• _WHAT THIS EXERCISE ASKS_:
(1) Answer these questions using the passage on change point detection below:
(a) Which method fails to give a reasonable change point for the user performance data?
(b) In which figure is the accuracy deviation curve shown?
(c) What technique is used to measure the effects of changes on the population?
(2) From the passage on change point detection below, extract word for word the part from "### Measuring effects" to "experiments in data.".

• _TEXT PASSAGE_:

##########

Both our method and optimal segmentation algorithms can identify the change from user performance data (Table 3), although optimal segmentation algorithms have larger error. Bayesian change point detection does not give a reasonable change point for this data. The accuracy deviation curve is shown in Fig. 4. The random forest classifier and MLP classifier have comparable performance when used to estimate change points.

### Measuring effects of changes via regression discontinuity design

We demonstrate how we can use regression discontinuity design to measure the effects of changes on the population. Automatically discovered changes can therefore help uncover potential natural experiments in data.

##########

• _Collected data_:

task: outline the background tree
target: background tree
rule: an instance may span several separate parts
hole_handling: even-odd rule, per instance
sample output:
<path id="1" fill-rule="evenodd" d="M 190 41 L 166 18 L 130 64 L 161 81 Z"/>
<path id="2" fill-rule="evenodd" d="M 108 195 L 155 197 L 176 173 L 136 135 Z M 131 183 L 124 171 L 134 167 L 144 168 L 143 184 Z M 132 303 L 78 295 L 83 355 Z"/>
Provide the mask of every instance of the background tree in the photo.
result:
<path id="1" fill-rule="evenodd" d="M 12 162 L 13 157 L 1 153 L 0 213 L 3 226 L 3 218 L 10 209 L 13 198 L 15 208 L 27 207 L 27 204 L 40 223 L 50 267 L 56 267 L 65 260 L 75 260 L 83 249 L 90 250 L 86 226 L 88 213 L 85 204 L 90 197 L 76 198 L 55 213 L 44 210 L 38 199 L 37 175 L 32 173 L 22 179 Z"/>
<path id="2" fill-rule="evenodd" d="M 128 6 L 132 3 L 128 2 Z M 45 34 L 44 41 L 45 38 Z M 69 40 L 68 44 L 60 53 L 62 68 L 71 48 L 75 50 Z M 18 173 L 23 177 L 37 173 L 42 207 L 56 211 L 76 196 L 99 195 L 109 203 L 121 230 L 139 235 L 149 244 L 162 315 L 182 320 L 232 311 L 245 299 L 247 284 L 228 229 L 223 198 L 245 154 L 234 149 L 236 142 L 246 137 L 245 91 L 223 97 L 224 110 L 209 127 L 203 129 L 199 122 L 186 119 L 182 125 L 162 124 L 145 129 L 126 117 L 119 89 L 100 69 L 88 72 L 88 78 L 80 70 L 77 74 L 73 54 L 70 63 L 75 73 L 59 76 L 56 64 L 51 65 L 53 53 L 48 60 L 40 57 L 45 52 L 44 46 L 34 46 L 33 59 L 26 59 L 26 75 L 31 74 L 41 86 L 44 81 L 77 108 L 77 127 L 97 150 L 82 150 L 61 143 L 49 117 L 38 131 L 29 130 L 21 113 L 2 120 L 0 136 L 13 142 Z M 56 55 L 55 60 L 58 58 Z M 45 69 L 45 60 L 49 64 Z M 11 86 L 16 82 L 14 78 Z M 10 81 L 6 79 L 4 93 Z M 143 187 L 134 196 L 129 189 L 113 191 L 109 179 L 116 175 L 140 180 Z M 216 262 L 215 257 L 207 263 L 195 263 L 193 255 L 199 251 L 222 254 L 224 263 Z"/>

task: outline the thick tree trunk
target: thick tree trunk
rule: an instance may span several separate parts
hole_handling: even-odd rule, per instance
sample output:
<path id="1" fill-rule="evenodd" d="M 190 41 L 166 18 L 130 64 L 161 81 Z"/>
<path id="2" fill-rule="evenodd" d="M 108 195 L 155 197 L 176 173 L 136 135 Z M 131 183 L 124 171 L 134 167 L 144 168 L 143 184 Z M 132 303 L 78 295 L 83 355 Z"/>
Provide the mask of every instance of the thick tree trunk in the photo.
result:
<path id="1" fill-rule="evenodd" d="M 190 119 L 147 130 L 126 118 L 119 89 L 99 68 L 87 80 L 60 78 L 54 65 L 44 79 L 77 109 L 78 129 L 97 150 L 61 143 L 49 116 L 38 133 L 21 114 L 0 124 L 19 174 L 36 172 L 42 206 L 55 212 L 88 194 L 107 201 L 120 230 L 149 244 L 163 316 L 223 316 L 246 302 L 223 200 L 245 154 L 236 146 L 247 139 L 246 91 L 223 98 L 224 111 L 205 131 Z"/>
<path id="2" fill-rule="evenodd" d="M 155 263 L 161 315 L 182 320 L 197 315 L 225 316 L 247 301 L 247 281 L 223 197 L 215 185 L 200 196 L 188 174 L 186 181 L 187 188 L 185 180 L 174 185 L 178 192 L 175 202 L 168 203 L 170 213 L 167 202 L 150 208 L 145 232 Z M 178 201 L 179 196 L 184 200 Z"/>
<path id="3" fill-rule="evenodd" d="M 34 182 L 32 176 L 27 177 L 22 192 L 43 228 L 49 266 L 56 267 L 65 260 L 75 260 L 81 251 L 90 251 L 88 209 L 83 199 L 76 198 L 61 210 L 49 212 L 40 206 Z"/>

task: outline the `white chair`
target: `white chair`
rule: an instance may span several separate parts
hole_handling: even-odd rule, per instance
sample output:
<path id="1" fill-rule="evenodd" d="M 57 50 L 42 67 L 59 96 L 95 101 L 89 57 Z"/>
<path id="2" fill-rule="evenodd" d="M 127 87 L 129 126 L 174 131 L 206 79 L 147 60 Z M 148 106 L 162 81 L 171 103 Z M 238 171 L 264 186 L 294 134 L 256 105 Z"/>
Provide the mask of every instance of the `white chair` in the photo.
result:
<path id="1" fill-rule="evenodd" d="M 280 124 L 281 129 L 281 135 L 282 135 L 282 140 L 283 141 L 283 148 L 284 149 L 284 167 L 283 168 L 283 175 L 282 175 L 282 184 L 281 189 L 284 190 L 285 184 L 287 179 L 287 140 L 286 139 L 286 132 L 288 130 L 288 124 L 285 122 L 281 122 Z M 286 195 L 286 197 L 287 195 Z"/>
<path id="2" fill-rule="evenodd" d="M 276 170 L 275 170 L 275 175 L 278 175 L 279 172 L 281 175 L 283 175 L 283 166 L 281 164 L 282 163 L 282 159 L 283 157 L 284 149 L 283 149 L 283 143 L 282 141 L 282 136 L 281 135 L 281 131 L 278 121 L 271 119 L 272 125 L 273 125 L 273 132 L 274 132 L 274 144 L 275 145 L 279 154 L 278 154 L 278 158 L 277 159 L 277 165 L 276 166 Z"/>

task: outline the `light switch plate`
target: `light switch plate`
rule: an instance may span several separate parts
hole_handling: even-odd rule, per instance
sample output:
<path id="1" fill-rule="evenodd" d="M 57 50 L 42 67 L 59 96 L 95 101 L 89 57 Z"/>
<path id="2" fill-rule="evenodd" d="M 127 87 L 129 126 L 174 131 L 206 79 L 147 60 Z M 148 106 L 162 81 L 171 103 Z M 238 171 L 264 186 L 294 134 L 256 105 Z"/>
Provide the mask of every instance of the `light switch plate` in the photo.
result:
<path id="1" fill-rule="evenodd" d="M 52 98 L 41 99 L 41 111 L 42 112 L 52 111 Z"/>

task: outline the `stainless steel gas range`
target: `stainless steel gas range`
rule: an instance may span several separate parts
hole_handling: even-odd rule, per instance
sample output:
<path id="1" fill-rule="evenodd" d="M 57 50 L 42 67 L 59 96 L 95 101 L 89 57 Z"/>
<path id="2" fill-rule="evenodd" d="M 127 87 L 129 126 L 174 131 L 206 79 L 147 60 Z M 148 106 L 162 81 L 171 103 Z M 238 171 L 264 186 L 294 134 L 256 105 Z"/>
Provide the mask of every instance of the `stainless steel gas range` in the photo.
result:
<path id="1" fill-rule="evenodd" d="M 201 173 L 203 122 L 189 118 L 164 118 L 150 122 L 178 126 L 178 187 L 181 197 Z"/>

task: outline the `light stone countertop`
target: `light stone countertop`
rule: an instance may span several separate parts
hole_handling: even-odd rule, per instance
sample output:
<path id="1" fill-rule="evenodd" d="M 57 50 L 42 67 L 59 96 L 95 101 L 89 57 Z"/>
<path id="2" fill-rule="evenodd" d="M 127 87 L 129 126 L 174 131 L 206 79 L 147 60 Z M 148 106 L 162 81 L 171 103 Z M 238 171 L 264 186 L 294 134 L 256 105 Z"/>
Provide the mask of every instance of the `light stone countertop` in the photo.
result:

##########

• _SOLUTIONS_:
(1)
(a) Bayesian change point detection
(b) Fig. 4
(c) Regression discontinuity design

(2)
### Measuring effects of changes via regression discontinuity design

We demonstrate how we can use regression discontinuity design to measure the effects of changes on the population. Automatically discovered changes can therefore help uncover potential natural experiments in data.